Copy out the listing below with every "store shelf audit" swapped for "retail display check", keeping everything else the same and omitting the pictures.

## EXERCISE MATERIAL

********************

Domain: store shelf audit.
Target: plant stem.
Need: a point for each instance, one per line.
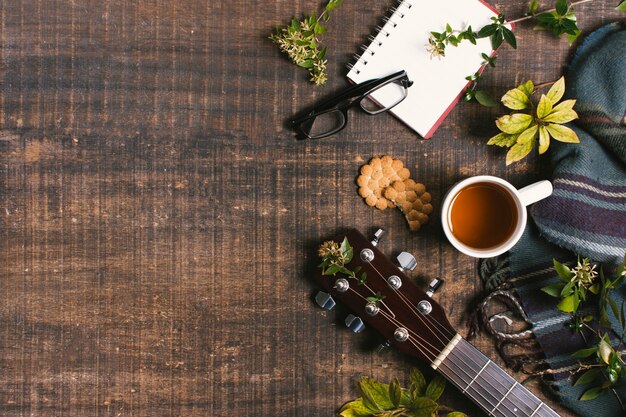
(530, 16)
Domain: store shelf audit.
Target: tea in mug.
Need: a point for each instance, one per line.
(483, 215)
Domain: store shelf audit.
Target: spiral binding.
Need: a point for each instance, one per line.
(391, 19)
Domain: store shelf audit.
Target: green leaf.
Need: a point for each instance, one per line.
(571, 38)
(375, 394)
(584, 353)
(563, 271)
(605, 350)
(556, 91)
(503, 139)
(561, 7)
(614, 308)
(554, 290)
(487, 31)
(591, 394)
(496, 39)
(518, 151)
(307, 63)
(418, 382)
(514, 123)
(346, 250)
(435, 387)
(544, 107)
(319, 29)
(395, 392)
(509, 37)
(516, 99)
(331, 270)
(544, 139)
(568, 304)
(484, 98)
(588, 376)
(528, 135)
(562, 133)
(422, 407)
(356, 408)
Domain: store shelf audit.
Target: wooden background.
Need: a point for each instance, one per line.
(159, 221)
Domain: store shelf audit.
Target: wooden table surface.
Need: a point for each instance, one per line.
(159, 222)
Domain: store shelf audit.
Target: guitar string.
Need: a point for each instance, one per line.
(438, 325)
(421, 347)
(415, 311)
(415, 342)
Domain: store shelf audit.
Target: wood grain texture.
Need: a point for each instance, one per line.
(159, 221)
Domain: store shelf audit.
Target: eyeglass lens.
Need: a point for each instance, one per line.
(326, 123)
(383, 97)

********************

## REPLY TO THE EXERCISE
Domain: retail display check.
Target: plant stem.
Need: a point for each instance, one per line.
(530, 16)
Domain: retail display check.
Target: tea in mug.
Need: a point for each instance, one per line.
(483, 215)
Domain: retail display check.
Target: spiral binding.
Need: a point for each instance, one per line.
(391, 19)
Domain: retail display check.
Target: green leaf.
Need: a point for each instance, one per line.
(571, 38)
(375, 394)
(584, 353)
(563, 271)
(605, 350)
(556, 91)
(503, 139)
(561, 7)
(614, 308)
(554, 290)
(487, 31)
(591, 394)
(496, 39)
(518, 151)
(307, 63)
(418, 382)
(514, 123)
(346, 250)
(435, 387)
(544, 107)
(319, 29)
(395, 392)
(509, 37)
(516, 99)
(331, 270)
(544, 139)
(568, 304)
(484, 98)
(588, 376)
(528, 135)
(562, 133)
(422, 407)
(356, 408)
Domain: retail display check.
Target: wooden background.
Need: a point for each instance, one per line.
(159, 221)
Domain: retail display check.
Target: wooden table surface.
Need: a point for each instance, one per line.
(159, 222)
Domain: retail display check.
Target: guitar string.
Need: a point for each instance, one per line.
(438, 325)
(421, 347)
(415, 311)
(415, 342)
Domain: retail display check.
Target: wood grain texture.
Need: a point for each instance, one per line.
(159, 221)
Domain: retail display check.
Target: eyeglass lens.
Need: a point for each instance, one per line.
(326, 123)
(383, 97)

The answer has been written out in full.